TASK PROMPT.
Recast every line of the entries below as a Markdown table with the columns Row and Line, numbering the rows and skipping blank lines. Leave the pictures out.

TASK DATA.
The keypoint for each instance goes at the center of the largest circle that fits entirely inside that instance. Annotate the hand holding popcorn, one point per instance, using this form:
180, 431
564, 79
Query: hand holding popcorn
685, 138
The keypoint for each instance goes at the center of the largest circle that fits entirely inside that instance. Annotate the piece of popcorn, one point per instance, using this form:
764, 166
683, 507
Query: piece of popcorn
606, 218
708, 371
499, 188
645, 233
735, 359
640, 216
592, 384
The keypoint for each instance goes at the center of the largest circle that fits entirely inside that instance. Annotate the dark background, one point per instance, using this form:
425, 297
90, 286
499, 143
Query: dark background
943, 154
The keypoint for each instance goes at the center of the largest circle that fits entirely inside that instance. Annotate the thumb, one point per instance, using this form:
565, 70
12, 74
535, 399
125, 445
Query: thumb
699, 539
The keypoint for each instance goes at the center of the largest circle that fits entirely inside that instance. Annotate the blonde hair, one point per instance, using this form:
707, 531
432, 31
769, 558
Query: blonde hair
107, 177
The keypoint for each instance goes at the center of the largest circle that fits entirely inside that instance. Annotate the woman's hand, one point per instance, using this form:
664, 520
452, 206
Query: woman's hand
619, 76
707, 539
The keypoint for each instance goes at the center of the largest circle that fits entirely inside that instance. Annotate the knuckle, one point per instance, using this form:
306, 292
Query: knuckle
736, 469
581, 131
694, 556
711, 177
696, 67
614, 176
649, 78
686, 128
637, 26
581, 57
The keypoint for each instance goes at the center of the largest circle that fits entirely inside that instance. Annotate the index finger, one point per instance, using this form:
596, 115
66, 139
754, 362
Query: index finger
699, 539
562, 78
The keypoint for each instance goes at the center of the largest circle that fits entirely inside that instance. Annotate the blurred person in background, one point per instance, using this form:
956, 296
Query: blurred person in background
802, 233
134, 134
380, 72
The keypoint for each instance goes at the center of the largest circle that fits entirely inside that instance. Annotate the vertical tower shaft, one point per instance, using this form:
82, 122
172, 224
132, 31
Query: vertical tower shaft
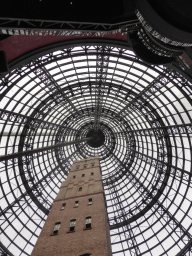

PROBLEM SOLUTION.
| Row | Line |
|---|---|
| 1 | The keypoint for each instance goes at the center of the largest circle that fits entirely inside that instance. Annotate the hand holding popcorn, one point per instance, using this form: |
| 2 | 180, 431 |
| 3 | 564, 79 |
| 4 | Query: hand holding popcorn |
| 5 | 685, 138 |
| 6 | The keypoint for each instance goes at the center of the largest circle that fits entirely inside that instance. Annotate the piece of popcorn, one point per instance, using this form: |
| 7 | 764, 166 |
| 8 | 683, 507 |
| 9 | Query: piece of popcorn |
| 10 | 606, 218 |
| 11 | 708, 371 |
| 12 | 499, 188 |
| 13 | 645, 233 |
| 14 | 735, 359 |
| 15 | 640, 216 |
| 16 | 592, 384 |
| 17 | The keypoint for each instance goes at the center of the largest circle that fits entirely inside that instance. Annotate the dark background, one point per instance, using this form: |
| 18 | 425, 297 |
| 19 | 90, 286 |
| 20 | 499, 143 |
| 21 | Query: dark background |
| 22 | 943, 154 |
| 23 | The keypoint for each instance goes at the center of the largest circle that fits entirely inside that instance. Annotate the thumb, one point per instance, using this form: |
| 24 | 565, 70 |
| 25 | 12, 74 |
| 26 | 535, 399 |
| 27 | 125, 445 |
| 28 | Query: thumb |
| 29 | 699, 539 |
| 30 | The keypoint for each instance goes at the center of the largest circle that fits entirely inside that instance. Annotate the blonde hair, one point per instance, using this form: |
| 31 | 707, 531 |
| 32 | 432, 31 |
| 33 | 769, 558 |
| 34 | Query: blonde hair |
| 35 | 107, 177 |
| 36 | The keypoint for each instance goes at the center of the largest circle that fits entirely inside that instance. Annotate the woman's hand, one point per instance, using this form: |
| 37 | 664, 520 |
| 38 | 452, 206 |
| 39 | Query: woman's hand |
| 40 | 619, 76 |
| 41 | 707, 539 |
| 42 | The keypoint for each instance goes at the center of the largest circle that fits entirely inside that instance. Annotate the knuckle, one point per instance, using this form: |
| 43 | 306, 292 |
| 44 | Query: knuckle |
| 45 | 736, 469 |
| 46 | 581, 131 |
| 47 | 694, 556 |
| 48 | 711, 177 |
| 49 | 696, 67 |
| 50 | 614, 176 |
| 51 | 649, 78 |
| 52 | 686, 128 |
| 53 | 637, 26 |
| 54 | 581, 57 |
| 55 | The keypoint for each instance goes at the center of the largest circle that fits entirely inside that instance. Annotate the index finger, one point per instance, using this form: |
| 56 | 596, 115 |
| 57 | 66, 139 |
| 58 | 754, 362 |
| 59 | Query: index finger |
| 60 | 699, 539 |
| 61 | 562, 78 |
| 62 | The keypoint for each instance goes at the center of the largest circle that fits entirely inside that instance. Annotate the blurred person in background, one point per instance, using this form: |
| 63 | 956, 296 |
| 64 | Query: blurred person in background |
| 65 | 802, 233 |
| 66 | 134, 134 |
| 67 | 380, 72 |
| 68 | The keypoint for each instance goes at the center of the largest circle that fits entirely inside that instance. Annotate the vertical tower shaft, one point per instance, using this form: |
| 69 | 82, 122 |
| 70 | 172, 224 |
| 71 | 132, 31 |
| 72 | Query: vertical tower shaft |